Rows from a pointing dataset:

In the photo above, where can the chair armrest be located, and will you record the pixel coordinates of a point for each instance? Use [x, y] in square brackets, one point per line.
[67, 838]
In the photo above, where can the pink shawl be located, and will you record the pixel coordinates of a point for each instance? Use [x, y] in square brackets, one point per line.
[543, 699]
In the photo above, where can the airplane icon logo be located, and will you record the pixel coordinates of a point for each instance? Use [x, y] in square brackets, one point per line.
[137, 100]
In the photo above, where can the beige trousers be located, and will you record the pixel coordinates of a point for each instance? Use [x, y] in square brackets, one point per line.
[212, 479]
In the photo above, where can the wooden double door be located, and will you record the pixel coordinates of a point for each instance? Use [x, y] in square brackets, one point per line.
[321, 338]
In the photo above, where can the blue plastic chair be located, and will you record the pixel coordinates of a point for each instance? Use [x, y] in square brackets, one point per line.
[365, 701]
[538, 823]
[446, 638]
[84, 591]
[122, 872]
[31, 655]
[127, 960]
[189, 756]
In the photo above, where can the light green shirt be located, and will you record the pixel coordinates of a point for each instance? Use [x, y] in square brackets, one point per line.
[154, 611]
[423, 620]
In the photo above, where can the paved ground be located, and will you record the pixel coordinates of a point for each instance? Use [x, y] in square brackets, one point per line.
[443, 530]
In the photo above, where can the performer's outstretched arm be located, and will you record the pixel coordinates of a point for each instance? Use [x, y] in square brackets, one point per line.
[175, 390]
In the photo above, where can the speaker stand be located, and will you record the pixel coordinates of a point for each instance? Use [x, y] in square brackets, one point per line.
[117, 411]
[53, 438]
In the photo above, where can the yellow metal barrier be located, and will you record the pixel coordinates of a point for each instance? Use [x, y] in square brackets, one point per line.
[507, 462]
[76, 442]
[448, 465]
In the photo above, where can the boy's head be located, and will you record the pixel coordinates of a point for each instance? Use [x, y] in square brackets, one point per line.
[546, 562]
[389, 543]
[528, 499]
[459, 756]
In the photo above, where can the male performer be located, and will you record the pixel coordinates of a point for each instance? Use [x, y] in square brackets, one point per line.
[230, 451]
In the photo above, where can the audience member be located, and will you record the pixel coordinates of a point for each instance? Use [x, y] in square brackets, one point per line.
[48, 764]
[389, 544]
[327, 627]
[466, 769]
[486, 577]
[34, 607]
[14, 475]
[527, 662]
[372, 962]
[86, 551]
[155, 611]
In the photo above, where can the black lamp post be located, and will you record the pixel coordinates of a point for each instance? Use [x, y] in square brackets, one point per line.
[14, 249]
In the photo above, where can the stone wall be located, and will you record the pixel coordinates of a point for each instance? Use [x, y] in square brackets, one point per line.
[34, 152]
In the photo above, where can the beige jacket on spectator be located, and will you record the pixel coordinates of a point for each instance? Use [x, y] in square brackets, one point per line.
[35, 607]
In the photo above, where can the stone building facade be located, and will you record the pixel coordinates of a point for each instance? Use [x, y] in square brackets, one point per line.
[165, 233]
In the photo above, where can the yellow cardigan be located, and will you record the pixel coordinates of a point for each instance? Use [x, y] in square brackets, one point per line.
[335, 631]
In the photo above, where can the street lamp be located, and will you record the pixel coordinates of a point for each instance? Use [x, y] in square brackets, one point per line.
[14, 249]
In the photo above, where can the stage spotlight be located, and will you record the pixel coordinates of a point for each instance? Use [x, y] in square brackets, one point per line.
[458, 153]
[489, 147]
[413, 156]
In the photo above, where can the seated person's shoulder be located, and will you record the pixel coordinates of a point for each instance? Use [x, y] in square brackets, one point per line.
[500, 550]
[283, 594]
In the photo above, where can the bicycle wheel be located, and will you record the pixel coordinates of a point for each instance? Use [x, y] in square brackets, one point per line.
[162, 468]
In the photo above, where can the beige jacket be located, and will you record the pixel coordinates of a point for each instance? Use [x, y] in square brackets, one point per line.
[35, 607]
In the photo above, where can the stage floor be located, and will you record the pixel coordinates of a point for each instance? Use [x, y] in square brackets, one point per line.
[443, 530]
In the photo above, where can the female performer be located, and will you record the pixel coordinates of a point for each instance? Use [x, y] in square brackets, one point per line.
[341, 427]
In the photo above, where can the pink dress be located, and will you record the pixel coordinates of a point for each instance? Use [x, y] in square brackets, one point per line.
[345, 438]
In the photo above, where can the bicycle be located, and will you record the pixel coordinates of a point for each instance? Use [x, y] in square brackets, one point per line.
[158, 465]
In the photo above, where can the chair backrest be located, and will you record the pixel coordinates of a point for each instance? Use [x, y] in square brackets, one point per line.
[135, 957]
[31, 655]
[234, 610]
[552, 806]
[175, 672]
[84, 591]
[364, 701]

◆ JOB:
The line containing "In the photo above, where can the pink dress" and every line after it, through the end of the records, should be repeated exactly and alone.

◆ RESULT OF THE TASK:
In the photo above, where can the pink dress be located, and will you record the pixel coordinates of a point for each instance? Use [x, y] in square brackets, one point per line.
[345, 438]
In the photo above, where can the bicycle be located, and will you record the pixel coordinates of a point for each instance? Use [x, y] in square brackets, one point per line.
[158, 465]
In the photo above, where can the chair backrest be located, and will you record the pixel coordinates of a point for each instance? Use [x, y] in square brackets, one point per line.
[135, 957]
[31, 655]
[234, 610]
[552, 806]
[175, 672]
[84, 591]
[364, 701]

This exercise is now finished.